== PROVIDED PASSAGE ==
------------

Ridge Meadows RCMP Supt. Jennifer Hyland (middle) with Inspectors Wendy Mehat and Allison Good get in the spirit for a Halloween message. (Facebook)

Ridge Meadows RCMP Supt. Jennifer Hyland (middle) with Inspectors Wendy Mehat and Allison Good get in the spirit for a Halloween message. (Facebook)

Limit Halloween gatherings and don’t play with fireworks

Ridge Meadows RCMP and local fire chiefs with messages for Oct. 31

Maple Ridge and Pitt Meadows residents planning to host Halloween parties might get a knock on their door from the police.

Ridge Meadows RCMP say they will enforce the Public Health Officer’s order to limit all gatherings to no more than your immediate household plus a maximum of six others. That order went into effect on Tuesday, in response to a growing number of COVID-19 cases.

------------

== ENTRIES SUPPLIED ==
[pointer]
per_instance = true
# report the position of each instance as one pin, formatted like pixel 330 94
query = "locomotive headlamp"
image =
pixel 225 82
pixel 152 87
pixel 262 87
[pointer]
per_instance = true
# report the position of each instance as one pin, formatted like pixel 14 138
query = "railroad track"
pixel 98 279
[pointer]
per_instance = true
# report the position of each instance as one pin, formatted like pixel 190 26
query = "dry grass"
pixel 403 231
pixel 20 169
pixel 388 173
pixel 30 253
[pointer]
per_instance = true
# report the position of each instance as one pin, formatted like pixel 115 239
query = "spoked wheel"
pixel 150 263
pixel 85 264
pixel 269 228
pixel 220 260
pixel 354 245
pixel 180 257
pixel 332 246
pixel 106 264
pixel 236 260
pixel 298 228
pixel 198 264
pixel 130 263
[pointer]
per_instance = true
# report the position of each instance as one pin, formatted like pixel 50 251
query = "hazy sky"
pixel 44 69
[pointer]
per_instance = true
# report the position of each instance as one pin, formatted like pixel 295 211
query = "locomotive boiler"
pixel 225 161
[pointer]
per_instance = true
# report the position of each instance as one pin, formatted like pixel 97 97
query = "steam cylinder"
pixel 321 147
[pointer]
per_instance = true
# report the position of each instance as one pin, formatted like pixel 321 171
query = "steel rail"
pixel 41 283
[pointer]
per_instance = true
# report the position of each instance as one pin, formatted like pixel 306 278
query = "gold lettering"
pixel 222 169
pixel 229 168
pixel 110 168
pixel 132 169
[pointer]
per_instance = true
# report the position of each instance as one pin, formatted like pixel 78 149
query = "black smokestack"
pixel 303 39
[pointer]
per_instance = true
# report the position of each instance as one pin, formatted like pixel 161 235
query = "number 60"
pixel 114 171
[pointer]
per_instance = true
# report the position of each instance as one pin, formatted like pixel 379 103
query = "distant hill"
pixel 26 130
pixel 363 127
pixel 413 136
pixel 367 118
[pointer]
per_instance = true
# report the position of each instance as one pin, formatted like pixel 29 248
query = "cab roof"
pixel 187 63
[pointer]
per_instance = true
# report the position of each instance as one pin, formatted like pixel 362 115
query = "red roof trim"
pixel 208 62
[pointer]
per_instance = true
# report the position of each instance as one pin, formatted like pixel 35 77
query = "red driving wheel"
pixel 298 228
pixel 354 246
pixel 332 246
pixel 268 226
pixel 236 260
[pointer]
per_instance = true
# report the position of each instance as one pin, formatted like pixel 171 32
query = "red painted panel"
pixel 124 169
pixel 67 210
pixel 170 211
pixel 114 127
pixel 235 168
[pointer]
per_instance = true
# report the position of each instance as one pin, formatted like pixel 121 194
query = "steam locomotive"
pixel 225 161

------------

== ASSIGNED TASK ==
Return the full text of the Ridge Meadows RCMP Halloween article above, word for word.

== SOLUTION ==
Ridge Meadows RCMP Supt. Jennifer Hyland (middle) with Inspectors Wendy Mehat and Allison Good get in the spirit for a Halloween message. (Facebook)

Ridge Meadows RCMP Supt. Jennifer Hyland (middle) with Inspectors Wendy Mehat and Allison Good get in the spirit for a Halloween message. (Facebook)

Limit Halloween gatherings and don’t play with fireworks

Ridge Meadows RCMP and local fire chiefs with messages for Oct. 31

Maple Ridge and Pitt Meadows residents planning to host Halloween parties might get a knock on their door from the police.

Ridge Meadows RCMP say they will enforce the Public Health Officer’s order to limit all gatherings to no more than your immediate household plus a maximum of six others. That order went into effect on Tuesday, in response to a growing number of COVID-19 cases.